Gefilte Fish Out of Water


Shotgun Pharoh
June 5, 2010, 6:27 pm
Filed under: Friends, Outside TLV, Yum | Tags:

To show you how behind on stories I am, this one’s about Pesach, which took place back in March.  So, I’ll zip right through it.

I’m not religious, and I’m always working.  So, when I didn’t receive any invitations this year for Seder like I did last year, I was totes nonplussed; I was like – great, an extra day to catch up on work. 

But the day before Pesach my friend Debra called about a work matter, and when she heard I would be alone on the holiday, she flew into action and got me invited to her friends Andy & Tanya’s Seder in Jerusalem.

It was a fabulous Seder!  One thing that was really special about it, was – OK, normally when you’re more than 1/2-way through the Haggadah (story of Passover + prayers to sing & say), you break to eat the meal, and then continue for a bit more after.  But for our Seder, we took another break: during the first half of the Seder, the super host Andy (who’s got *such* a fun personality!) announced that because the Haggadah doesn’t really get into the important story details or what really happened – the miracles God made that allowed the Jews to escape slavery in Egypt – we would get up from the table and act out a play for the kids (there were 6 kids at this Seder).

So, Andy, w/ his awesome personality, begins narrating the story.

One day, Moses' mother set him in a basket in the river...

...and then God spoke to Moses through the Burning Bush...

Anyway, when it came time for Pharoh to enter the story, – whoosh! wha- wait, whatsat! – Andy outfits me w/ headdress and neckware, and guess who’s Pharoh!

Anyway, you know what a ham I am, and I got totally into it – ordering the kids to make me sandwiches and do pushups.  It was hysterical.

Last thing I want to say here, is that we had four kinds of charoset on the Seder table.  One was a Turkish recipe with cardiman and ginger in it – yum!

I had a wonderful time and was so glad I was invited.  I made some new friends in Andy & Tanya, and also Debra’s husband Aaron.  Tanya’s family from the UK were wonderful, too.  A very belated, very heartfelt thank you, Debra!

============

Stated goal 1. According to the Seder post, how many kinds of charoset were on the Seder table?
Stated goal 2. Please write out everything in the Seder post from "So, Andy, w/" down to "in it – yum!".

Data block.
============

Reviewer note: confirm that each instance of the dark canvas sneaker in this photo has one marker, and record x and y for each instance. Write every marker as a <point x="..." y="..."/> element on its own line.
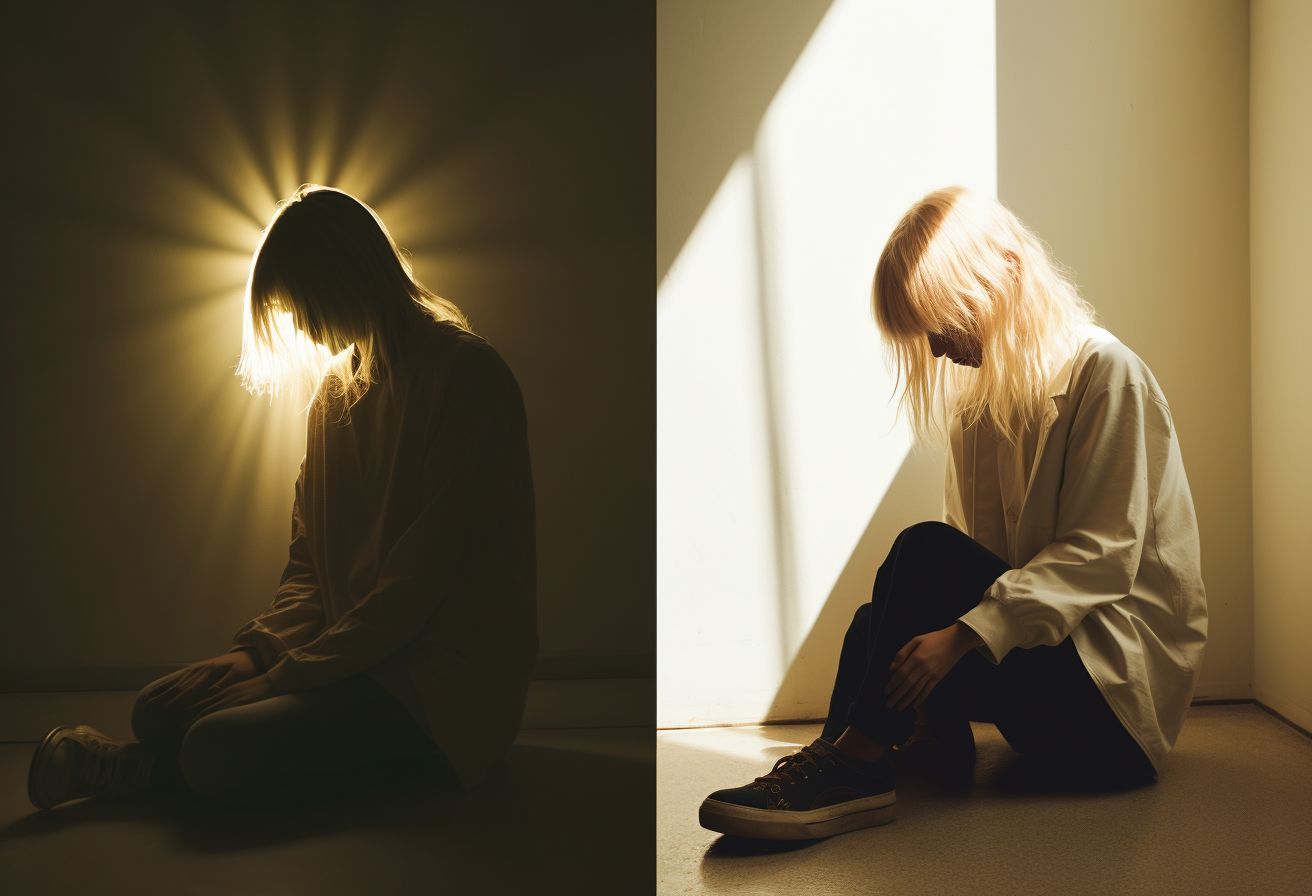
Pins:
<point x="814" y="793"/>
<point x="80" y="761"/>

============

Exercise solution 1. Four.

Exercise solution 2.
So, Andy, w/ his awesome personality, begins narrating the story.

One day, Moses' mother set him in a basket in the river...

...and then God spoke to Moses through the Burning Bush...

Anyway, when it came time for Pharoh to enter the story, – whoosh! wha- wait, whatsat! – Andy outfits me w/ headdress and neckware, and guess who’s Pharoh!

Anyway, you know what a ham I am, and I got totally into it – ordering the kids to make me sandwiches and do pushups.  It was hysterical.

Last thing I want to say here, is that we had four kinds of charoset on the Seder table.  One was a Turkish recipe with cardiman and ginger in it – yum!